**PASSAGE**
Azure Maps in Azure Data Factory Pipelines

In today’s data-driven world, geospatial data has become increasingly vital across various industries. From optimizing logistics to making informed decisions in urban planning, geospatial data offers valuable insights. Microsoft Azure offers robust solutions for geospatial data integration, and in this blog, we’ll explore how to use Azure Data Factory Dataflows to seamlessly connect with Azure Maps and extract geospatial information like city, state, latitude, and longitude from a CSV dataset stored in an Azure Storage Account.

Understanding Azure Data Factory Dataflows

Azure Data Factory Dataflows is a powerful cloud-based data integration service that empowers organizations to create, schedule, and manage data-driven workflows. These workflows, known as Dataflows, can connect to diverse data sources, transform and enrich data, and automate data processes, making it a versatile platform for data integration.

Leveraging Azure Maps for Geospatial Insights

Azure Maps, a cloud-based mapping platform within the Microsoft Azure ecosystem, offers an array of geospatial services, including geocoding, routing, and spatial analysis. By combining Azure Data Factory Dataflows with Azure Maps, organizations can efficiently extract, transform, and utilize geospatial data, providing location-aware insights that can fuel informed decision-making.

Seamless Geospatial Data Integration Using Azure Data Factory Dataflows

To seamlessly integrate Azure Maps in your Azure Data Factory Dataflows for extracting city, state, latitude, and longitude points from your CSV data, follow these steps:

Set Up Azure Maps Resource: Begin by configuring an Azure Maps resource within your Azure subscription. This resource provides access to the geospatial services required for extracting location-based information.

To establish an Azure Maps service and acquire the necessary subscription key for authenticating your Azure Data Factory (ADF) pipeline’s access, please refer to the instructions provided in the following links:

  1. Create your Azure Maps Service.
  2. Obtain the subscription key required for your Azure Maps service account using the steps outlined here:By following these links and storing the subscription key, you’ll ensure that your ADF pipeline is properly authenticated to utilize the Azure Maps service, enabling seamless integration of geospatial data into your workflows.

**BRIEF A**
Condense the paragraph in the Azure Maps article that begins "Azure Maps, a cloud-based mapping platform" into a short bulleted list that keeps its main facts.
**BRIEF B**
According to the Azure Maps article, where is the CSV dataset stored?
**BRIEF C**
Carry the Azure Maps article forward from its final sentence.
The data has no connection to the Azure Maps article.

**GIVEN MATERIAL**
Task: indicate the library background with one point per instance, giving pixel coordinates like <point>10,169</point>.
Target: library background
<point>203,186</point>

**EXERCISE ANSWER A**
- Azure Maps is a cloud-based mapping platform in the Microsoft Azure ecosystem.
- It offers geospatial services such as geocoding, routing, and spatial analysis.
- Used together with Azure Data Factory Dataflows, it lets organizations extract, transform, and use geospatial data efficiently.
- This provides location-aware insights that support informed decision-making.

**EXERCISE ANSWER B**
In an Azure Storage Account.

**EXERCISE ANSWER C**
Save the main identifier i.e. (Primary Key) for later use in an Azure Data Factory linked service.

Upload Sample Data To Azure Datalake Storage Accounts: Configure Azure Storage Account as Datalake to set up the source and destination of data transformation.

  1. Create a data lake storage account with the name of your choice and create a container named ‘geospatial-repo’.
  2. Create two folders ‘\Source’ and ‘\Destination’ to map source and sink datasets respectively.
  3. Upload the sample.csv file to the folder ‘\Source’

Data to be used as source dataset in azure data factory

Establish an Azure Data Factory Dataflows: If you haven’t already created an Azure Data Factory, initiate the process and configure a Dataflows activity within it.

  1. Create an Azure Data Factory pipeline named ‘geospatial-integration’.
  2. Create a mapping dataflow activity named ‘dataflow_geospatial_integration’.

ADF pipeline with dataflow activity configured.

 

Data Source Configuration: Within your Dataflows, establish a source dataset linked to the CSV data stored in your Azure Storage Account.

  1. Click on the Dataflow activity in the pipeline canvas to open its settings.
  2. Inside the Dataflow activity settings, under the “Source” section, you can configure the source dataset.
  3. Select ‘+’ under the option available for dataset within source settings to create a new dataset.
  4. Create a new dataset named ‘source’ after creating a new linked service to access data from datalake storage account.
  5. Select the container ‘geospatial-repo’ and select the file by navigating into the folder ‘Source’.
  6. Click ‘Create’ to complete the process of setting up source dataset.
  7. Turn on Dataflow debug option in dataflow activity to see the stage-by-stage data tranformation within it.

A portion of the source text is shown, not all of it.